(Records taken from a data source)
□ □ □ □

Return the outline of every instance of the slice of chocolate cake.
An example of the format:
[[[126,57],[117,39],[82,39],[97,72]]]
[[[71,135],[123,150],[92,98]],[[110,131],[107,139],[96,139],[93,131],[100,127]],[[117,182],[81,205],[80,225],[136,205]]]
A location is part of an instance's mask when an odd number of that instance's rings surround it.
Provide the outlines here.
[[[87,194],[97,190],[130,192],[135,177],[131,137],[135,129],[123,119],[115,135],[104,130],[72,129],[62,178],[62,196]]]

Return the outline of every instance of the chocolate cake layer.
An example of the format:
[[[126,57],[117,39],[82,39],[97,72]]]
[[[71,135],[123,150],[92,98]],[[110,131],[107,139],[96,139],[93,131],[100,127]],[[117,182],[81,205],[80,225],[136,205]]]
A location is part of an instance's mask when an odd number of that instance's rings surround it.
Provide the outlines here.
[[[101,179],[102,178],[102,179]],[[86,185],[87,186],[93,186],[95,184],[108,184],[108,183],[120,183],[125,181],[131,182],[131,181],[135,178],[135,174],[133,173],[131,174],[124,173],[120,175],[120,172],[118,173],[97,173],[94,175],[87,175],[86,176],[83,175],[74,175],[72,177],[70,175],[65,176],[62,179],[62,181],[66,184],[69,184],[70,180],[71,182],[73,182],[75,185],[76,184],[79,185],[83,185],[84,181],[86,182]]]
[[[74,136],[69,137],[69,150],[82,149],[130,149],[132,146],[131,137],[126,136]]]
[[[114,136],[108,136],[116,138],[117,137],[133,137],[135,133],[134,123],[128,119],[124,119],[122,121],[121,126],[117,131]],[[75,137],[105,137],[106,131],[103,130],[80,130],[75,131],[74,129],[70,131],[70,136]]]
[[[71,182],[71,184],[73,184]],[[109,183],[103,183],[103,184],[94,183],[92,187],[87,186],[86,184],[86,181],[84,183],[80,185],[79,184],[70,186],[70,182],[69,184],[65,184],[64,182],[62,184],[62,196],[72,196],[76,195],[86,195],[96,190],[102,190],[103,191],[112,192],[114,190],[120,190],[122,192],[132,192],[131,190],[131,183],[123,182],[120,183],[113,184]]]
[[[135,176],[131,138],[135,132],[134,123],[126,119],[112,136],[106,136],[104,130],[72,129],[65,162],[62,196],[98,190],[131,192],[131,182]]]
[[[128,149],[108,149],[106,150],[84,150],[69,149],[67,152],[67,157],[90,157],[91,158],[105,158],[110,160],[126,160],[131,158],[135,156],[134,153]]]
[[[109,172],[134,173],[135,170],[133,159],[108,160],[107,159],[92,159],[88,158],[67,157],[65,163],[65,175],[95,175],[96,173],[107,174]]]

□ □ □ □

● YOUR TASK
Pick out each of the lines above that contains the word "chocolate", and copy those lines without changes.

● ANSWER TO THIS TASK
Return the outline of every instance of the slice of chocolate cake.
Return the outline of every instance of the chocolate cake layer.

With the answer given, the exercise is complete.